[Data entries]
::::
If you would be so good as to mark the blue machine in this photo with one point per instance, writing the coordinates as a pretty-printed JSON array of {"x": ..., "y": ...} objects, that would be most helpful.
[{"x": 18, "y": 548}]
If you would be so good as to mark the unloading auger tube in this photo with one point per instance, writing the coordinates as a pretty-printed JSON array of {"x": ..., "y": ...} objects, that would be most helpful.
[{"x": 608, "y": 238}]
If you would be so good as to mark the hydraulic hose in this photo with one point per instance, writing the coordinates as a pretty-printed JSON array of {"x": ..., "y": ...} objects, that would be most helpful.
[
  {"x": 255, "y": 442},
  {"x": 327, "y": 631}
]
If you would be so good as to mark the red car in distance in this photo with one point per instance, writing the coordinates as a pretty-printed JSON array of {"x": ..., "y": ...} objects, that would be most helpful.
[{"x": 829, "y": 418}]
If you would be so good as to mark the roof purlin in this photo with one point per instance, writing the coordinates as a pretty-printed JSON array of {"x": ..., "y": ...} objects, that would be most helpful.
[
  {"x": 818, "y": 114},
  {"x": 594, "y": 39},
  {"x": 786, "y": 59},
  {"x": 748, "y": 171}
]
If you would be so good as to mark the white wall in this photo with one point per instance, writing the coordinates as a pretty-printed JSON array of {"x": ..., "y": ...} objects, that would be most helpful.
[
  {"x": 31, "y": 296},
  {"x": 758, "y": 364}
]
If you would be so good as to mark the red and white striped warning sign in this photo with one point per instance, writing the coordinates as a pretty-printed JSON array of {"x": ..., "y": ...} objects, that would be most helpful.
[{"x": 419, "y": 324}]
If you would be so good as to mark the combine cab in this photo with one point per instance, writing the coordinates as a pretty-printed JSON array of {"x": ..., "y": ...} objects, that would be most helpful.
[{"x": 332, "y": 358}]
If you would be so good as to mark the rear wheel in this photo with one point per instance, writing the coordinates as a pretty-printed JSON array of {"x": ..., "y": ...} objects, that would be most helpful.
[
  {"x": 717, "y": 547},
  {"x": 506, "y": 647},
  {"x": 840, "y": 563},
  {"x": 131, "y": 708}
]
::::
What is required → Repeat every line of the records above exactly.

Written solution →
If you would be so good as to mark the blue machine in this photo with one point per instance, writing the coordinates as a pretty-printed JSON array of {"x": ..., "y": ...} objects, that would be most helpful.
[{"x": 18, "y": 548}]
If you would be so good as to mark the unloading auger tube in this photo with one point per instance, writing the coordinates as a pretty-printed JSON array of {"x": ..., "y": ...} objects, that would be most helpful.
[{"x": 608, "y": 238}]
If you would be so good as to mark the hydraulic hose in this photo with one point per instance, writing the coordinates as a pretty-printed JSON array of {"x": ..., "y": ...} objects, that would be most helpful.
[
  {"x": 255, "y": 442},
  {"x": 327, "y": 631}
]
If you would be so good as to mark the red car in distance in this photo with one point per instance, writing the coordinates as a pretty-printed JSON array of {"x": ..., "y": ...} objects, that would be most helpful.
[{"x": 829, "y": 418}]
If you would be so good as to mark the roof purlin in this photo with one point per instance, writing the coordinates as a pretty-printed JSON array of {"x": ..., "y": ...} objects, that would be most helpful.
[
  {"x": 818, "y": 114},
  {"x": 594, "y": 39},
  {"x": 786, "y": 59},
  {"x": 748, "y": 171}
]
If you would be so good as to mark the white wall in this photo with one point per instance, writing the coordinates as a pretty-printed JSON array of {"x": ..., "y": ...} objects, that would be most helpful.
[
  {"x": 31, "y": 296},
  {"x": 758, "y": 364}
]
If you would be so good as to mark the red and white striped warning sign in this photo with one point per instance, writing the coordinates as a pretty-printed JSON array of {"x": ..., "y": ...} objects, that would be most helpful.
[{"x": 419, "y": 324}]
If you would be so good as to mark the combine cab in this photo with one point per instance, writing the coordinates as a pretty-printed JSON array of {"x": ..., "y": ...} objects, that would be most helpful.
[{"x": 332, "y": 358}]
If you would be so good as to mark the rear wheel in this photo with one point per instance, writing the coordinates as a pretty-printed JSON array of {"x": ..., "y": ...} objects, that would be most helpful.
[
  {"x": 717, "y": 547},
  {"x": 506, "y": 647},
  {"x": 840, "y": 563},
  {"x": 131, "y": 708}
]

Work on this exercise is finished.